▸ **CHALLENGE**:
Copy every line of the listing below, requests included, and scale each box coordinate in the answers by 1.2, rounding to the nearest whole number with halves going up. Leave all other numbers unchanged.

▸ **DATASET EXTRACT**:
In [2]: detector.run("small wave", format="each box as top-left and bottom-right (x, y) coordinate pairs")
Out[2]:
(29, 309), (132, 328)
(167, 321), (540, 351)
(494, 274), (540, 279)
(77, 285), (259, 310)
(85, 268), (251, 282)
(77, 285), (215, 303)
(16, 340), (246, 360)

▸ **TASK ANSWER**:
In [2]: detector.run("small wave", format="each box as top-left and bottom-right (x, y) coordinate pairs")
Out[2]:
(35, 371), (158, 394)
(200, 385), (648, 421)
(593, 329), (648, 335)
(92, 342), (311, 372)
(102, 322), (301, 338)
(92, 342), (258, 364)
(19, 408), (295, 432)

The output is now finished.